Given request:
Reproduce the line that contains "of the rolled" and every line after it through the end of the records, exactly, with nothing added.

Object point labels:
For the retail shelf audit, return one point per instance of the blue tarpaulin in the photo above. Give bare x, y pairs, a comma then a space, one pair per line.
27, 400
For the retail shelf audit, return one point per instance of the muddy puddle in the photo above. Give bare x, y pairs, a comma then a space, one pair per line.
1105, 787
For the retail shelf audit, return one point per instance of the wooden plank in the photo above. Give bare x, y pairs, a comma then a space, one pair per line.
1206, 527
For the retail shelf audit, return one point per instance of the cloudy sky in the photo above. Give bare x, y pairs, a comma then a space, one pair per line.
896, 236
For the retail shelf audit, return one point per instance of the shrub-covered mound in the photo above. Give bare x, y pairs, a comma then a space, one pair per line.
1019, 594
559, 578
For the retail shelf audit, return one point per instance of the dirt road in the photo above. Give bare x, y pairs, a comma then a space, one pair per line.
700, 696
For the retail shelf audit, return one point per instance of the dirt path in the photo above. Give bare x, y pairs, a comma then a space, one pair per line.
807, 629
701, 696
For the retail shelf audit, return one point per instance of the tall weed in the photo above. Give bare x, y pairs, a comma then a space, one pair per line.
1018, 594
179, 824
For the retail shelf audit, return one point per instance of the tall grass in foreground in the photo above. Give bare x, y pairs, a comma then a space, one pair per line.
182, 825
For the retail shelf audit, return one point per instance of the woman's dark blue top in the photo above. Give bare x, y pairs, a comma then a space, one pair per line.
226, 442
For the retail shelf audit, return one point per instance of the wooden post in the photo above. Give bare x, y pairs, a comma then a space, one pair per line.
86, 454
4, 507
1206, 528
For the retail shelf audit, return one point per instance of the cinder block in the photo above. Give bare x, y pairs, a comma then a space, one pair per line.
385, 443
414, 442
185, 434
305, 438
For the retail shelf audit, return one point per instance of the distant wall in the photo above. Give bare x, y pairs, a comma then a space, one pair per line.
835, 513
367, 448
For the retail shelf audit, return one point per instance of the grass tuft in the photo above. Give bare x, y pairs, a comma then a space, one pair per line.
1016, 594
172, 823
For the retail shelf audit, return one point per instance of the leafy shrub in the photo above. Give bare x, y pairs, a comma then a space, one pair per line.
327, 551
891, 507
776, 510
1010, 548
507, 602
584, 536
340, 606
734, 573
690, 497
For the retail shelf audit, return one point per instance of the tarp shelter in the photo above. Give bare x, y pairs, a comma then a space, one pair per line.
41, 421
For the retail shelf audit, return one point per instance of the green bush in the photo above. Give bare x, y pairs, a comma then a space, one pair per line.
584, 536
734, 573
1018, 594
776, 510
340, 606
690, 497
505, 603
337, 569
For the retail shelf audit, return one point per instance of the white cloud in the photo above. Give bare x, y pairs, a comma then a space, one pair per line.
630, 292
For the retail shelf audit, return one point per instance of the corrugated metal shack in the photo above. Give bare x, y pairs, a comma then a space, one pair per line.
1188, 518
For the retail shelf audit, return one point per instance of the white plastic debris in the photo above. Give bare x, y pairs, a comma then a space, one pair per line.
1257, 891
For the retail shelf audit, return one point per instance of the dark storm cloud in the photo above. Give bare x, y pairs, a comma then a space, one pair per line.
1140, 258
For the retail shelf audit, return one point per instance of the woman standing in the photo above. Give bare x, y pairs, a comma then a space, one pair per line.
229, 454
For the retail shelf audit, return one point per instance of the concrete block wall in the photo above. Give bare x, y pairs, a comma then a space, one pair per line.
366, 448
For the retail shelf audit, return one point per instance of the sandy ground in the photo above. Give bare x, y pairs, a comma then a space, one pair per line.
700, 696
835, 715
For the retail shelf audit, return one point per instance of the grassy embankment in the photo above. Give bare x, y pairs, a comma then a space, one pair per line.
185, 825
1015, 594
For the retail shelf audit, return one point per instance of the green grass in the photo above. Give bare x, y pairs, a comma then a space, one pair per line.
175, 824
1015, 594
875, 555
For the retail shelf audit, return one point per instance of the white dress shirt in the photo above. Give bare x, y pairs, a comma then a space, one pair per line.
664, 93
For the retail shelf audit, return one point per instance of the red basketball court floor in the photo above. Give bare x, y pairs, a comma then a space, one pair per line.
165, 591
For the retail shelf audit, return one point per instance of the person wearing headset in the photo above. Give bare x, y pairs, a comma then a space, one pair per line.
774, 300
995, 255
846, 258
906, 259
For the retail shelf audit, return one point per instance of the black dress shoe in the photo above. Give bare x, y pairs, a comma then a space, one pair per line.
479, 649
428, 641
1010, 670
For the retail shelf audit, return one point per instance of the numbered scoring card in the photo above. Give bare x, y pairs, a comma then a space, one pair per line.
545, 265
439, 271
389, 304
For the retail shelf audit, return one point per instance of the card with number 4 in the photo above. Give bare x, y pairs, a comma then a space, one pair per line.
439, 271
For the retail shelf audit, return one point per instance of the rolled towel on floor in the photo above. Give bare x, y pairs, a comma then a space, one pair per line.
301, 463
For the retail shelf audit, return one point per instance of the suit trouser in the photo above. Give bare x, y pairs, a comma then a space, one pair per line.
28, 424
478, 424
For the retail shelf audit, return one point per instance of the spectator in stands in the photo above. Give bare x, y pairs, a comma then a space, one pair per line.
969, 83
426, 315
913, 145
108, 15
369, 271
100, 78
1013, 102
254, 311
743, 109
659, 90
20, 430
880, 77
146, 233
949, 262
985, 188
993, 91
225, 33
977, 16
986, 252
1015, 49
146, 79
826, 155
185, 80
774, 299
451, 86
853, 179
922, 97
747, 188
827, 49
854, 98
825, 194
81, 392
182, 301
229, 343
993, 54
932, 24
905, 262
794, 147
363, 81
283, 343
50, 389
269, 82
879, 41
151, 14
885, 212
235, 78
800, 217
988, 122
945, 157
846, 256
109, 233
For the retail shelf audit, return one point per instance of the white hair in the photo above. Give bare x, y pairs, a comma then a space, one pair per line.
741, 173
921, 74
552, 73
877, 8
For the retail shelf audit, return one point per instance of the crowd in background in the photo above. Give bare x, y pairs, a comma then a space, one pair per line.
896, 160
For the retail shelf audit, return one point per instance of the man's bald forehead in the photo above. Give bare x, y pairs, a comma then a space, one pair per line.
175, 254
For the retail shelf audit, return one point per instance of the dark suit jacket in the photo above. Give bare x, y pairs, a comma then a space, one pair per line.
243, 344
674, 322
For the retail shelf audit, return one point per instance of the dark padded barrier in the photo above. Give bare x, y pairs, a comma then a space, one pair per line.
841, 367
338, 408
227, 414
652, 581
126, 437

Full answer:
For the retail shelf audit, return one point per instance of the rolled towel on floor in the photo above. Give bare x, y pairs, a comma then a space, one pair per line.
301, 463
For the retail shelf audit, return one point per instance of the suit trouser in the photo above. Give bare x, y pairs, a comma then a space, one pair per line.
28, 424
478, 424
For the retail shelf audit, return one point per instance of the spectator in stands in the photo above. Give bare x, y pairs, a comma then a space, one pair per line.
969, 83
426, 315
913, 145
108, 15
369, 271
100, 78
1013, 102
254, 311
743, 109
659, 90
20, 430
880, 77
146, 233
949, 262
985, 188
993, 91
225, 33
977, 16
986, 252
1015, 49
146, 79
826, 155
185, 80
774, 299
451, 86
853, 179
922, 97
747, 188
827, 49
854, 98
825, 194
81, 392
182, 301
229, 343
993, 54
932, 24
905, 262
794, 147
363, 81
283, 343
50, 389
269, 82
879, 41
151, 14
885, 212
235, 78
800, 217
988, 122
945, 157
846, 256
109, 233
For the retail shelf audit, return one point per instance of the white hair in the photo above. Give bare x, y pairs, a comma then a space, one pair per line.
741, 173
921, 74
552, 73
877, 8
For the retail shelf audit, return one point per instance of the crowd in background in the photo above. Give bare x, y pairs, a comma then a space, one pair per line.
896, 160
For the retail shelf audit, return one point per instance of the man's bald forehead in the photo above. Give bare x, y pairs, a comma then a space, one pair per line.
175, 254
For the retail shelf audit, return one point per instance of the dark suit jacket in the photo above. Give bare x, y pairs, a comma then a space, one pair per line.
243, 344
674, 322
For the retail shelf audit, return one point per instance of the dark padded barrier in the photo above. Give bare x, y pairs, a comma then a space, one pair per line.
841, 367
338, 408
227, 414
652, 581
126, 437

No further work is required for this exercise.